We can model NLG with the help of Language Modeling. Let me explain the concept of language models – A language model learns to predict the probability of a sequence of words. For example, consider the sentences below:

Natural Language Generation (NLG) System using PyTorch: language model

We can see that the first sentence, “the cat is small”, is more probable than the second sentence, “small the is cat”, because we know that the sequence of the words in the second sentence is not correct. This is the fundamental concept behind language modeling. A language model should be able to distinguish between a more probable and a less probable sequence of words (or tokens).

 

Types of Language Models

The following are the two types of Language Models:

  1. Statistical Language Models: These models use traditional statistical techniques like N-grams, Hidden Markov Models (HMM), and certain linguistic rules to learn the probability distribution of words.
  2. Neural Language Models: These models have surpassed the statistical language models in their effectiveness. They use different kinds of Neural Networks to model language.

In this article, we will focus on RNN/LSTM based neural language models. If you want a quick refresher on RNN or LSTM then please check out these articles:

 

Text Generation using Neural Language Modeling

Text Generation using Statistical Language Models

First of all let’s see how we can generate text with the help of a statistical model, like an N-Gram model. To understand how an N-Gram language model works then do check out the first half of the below article:

Suppose we have to generate the next word for the below sentence:

Natural Language Generation (NLG) System using PyTorch: RNN

Let’s say that our N-Gram model considers a context of 3 previous only to predict the next word. So, the model will try to maximize the probability P(w | “she built a”), where ‘w’ represents each and every word in the text dataset. Whichever word that maximizes that probability will be generated as the next word for the sentence “There she built a…”.

However, there are certain drawbacks of using such statistical models that use the immediate previous words as context to predict the next word. Let me give you some extra context.

Natural Language Generation (NLG) System using PyTorch: RNN

 

Now we have some more information about what’s going on. The term “sandcastle” is very likely as the next word because it has a strong dependency on the term “beach” because people build sandcastles on beaches mostly right. So, the point is that “sandcastle” does not depend on the immediate context (“she built a”) as much as it depends on “beach”.

Text Generation using Neural Language Models

To capture such unbounded dependencies among the tokens of a sequence we can use an RNN/LSTM based language model. The following is a minimalistic representation of the language model that we will use for NLG:

Natural Language Generation (NLG) System using PyTorch: language model

  • x1, x2, and x3 are the inputs word embeddings at timestep 1, timestep 2, and timestep 3 respectively
  • ŷ1, ŷ2, and ŷ3 are the probability distribution of all the distinct tokens in the training dataset
  • y1, y2, and y3 are the ground truth values
  • U, V, and W are the weight matrices
  • and H0, H1, H2, and H3 are the hidden states

We will cover the working of this neural language model in the next section.

 

Understanding the Functioning of Neural Language Models

We will try to understand the functioning of a neural language model in three phases:

  • Data Preparation
  • Model Training
  • Text Generation

1. Data Preparation

Let’s assume that we will use the sentences below as our training data.

[ ‘alright that is perfect’,
  ‘that sounds great’,
  ‘what is the price difference’]

The first sentence has 4 tokens, the second has 3 and the third has 5 tokens. So, all these sentences have varying lengths in terms of tokens. An LSTM model accepts sequences of the same length only as inputs. Therefore, we have to make the sequences in the training data have the same length.

INFORMATION SUPPLIED:
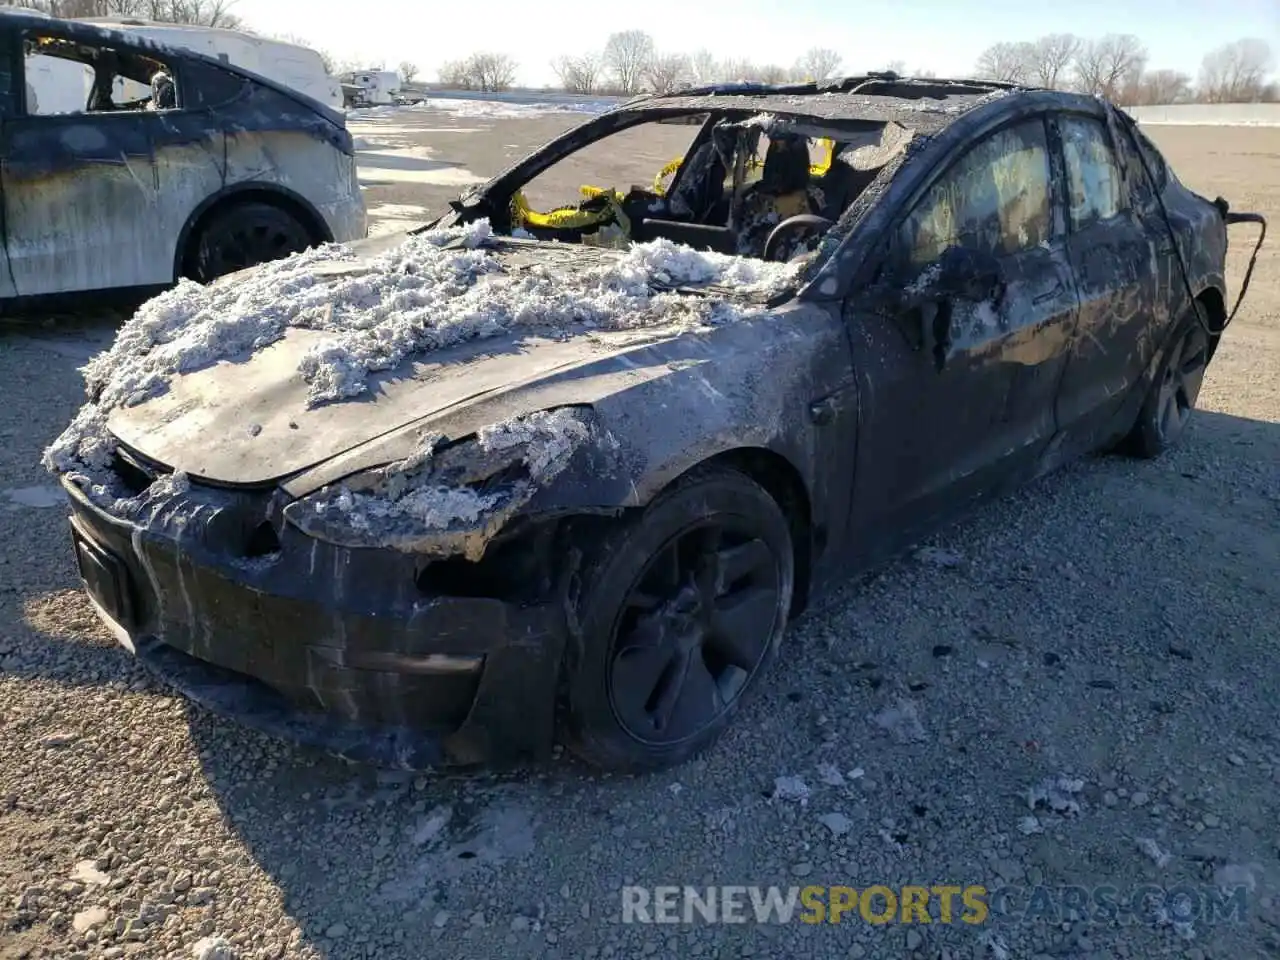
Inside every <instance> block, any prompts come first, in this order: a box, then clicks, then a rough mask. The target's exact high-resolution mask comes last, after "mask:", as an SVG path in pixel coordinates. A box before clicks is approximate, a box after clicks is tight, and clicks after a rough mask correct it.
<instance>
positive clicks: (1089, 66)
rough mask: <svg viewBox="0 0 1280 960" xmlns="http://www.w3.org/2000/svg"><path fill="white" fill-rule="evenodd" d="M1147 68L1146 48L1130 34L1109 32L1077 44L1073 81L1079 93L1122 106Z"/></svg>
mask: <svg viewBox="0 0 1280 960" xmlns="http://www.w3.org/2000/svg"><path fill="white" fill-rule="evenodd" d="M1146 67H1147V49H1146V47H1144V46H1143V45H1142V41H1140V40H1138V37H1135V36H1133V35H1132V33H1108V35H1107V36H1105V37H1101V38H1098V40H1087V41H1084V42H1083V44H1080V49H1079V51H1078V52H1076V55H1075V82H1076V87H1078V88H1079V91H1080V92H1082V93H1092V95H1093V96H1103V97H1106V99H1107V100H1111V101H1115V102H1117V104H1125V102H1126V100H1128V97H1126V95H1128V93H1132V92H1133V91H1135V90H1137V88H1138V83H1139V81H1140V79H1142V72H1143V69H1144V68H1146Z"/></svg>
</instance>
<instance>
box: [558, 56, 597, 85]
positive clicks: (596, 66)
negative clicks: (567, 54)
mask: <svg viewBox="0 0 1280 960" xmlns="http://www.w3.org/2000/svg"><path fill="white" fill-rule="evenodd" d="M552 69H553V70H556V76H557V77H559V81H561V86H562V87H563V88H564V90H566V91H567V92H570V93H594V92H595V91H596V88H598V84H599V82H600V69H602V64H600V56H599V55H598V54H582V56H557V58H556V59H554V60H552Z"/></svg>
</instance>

QUESTIONS TO ANSWER:
[1] In the language-model text, do these statements agree with what it says? Answer yes or no for each, and quote the exact words that decide it.
(a) Neural language models are less effective than statistical language models.
(b) An LSTM model accepts input sequences of different lengths.
(c) The word "sandcastle" depends more on "beach" than on "she built a".
[2] Answer these from the language-model text:
(a) Which of the two example sentences is more probable?
(b) How many tokens does the third training sentence have?
(c) What three phases are used to explain how a neural language model works?
[3] Write what comes next in the language-model text, starting right after its last sentence.
The data that comes after the language-model text is separate material.

YOUR WRITTEN ANSWERS:
[1]
(a) No: "These models have surpassed the statistical language models in their effectiveness."
(b) No: "An LSTM model accepts sequences of the same length only as inputs."
(c) Yes: "“sandcastle” does not depend on the immediate context (“she built a”) as much as it depends on “beach”."

[2]
(a) "the cat is small"
(b) 5
(c) Data Preparation, Model Training, and Text Generation

[3]
There are multiple techniques to make sequences of equal length.

One technique is padding. We can pad the sequences with padding tokens wherever required. However, if we use this technique then we will have to deal with the padding tokens during loss calculation and text generation.

So, we will use another technique that involves splitting a sequence into multiple sequences of equal length without using any padding token. This technique also increases the size of the training data. Let me apply it to our training data.

Let’s say we want our sequences to have exactly three tokens. Then the first sequence will be split into the following sequences:

[ ‘alright that is’,
‘that is perfect’ ]

The second sequence is of length three only so it will not be split. However, the third sequence of the training data has five tokens and it will be broken down into multiple sequences of tokens:

[ ‘what is the’,
‘is the price’,
‘the price difference’ ]

Now the new dataset will look something like this:

[ ‘alright that is’,
‘that is perfect’,
‘that sounds great’,
‘what is the’,
‘is the price’,
‘the price difference’ ]

 

2. Model Training

Since we want to solve the next word generation problem, the target should be the next word to the input word. For example, consider the first text sequence “alright that is”.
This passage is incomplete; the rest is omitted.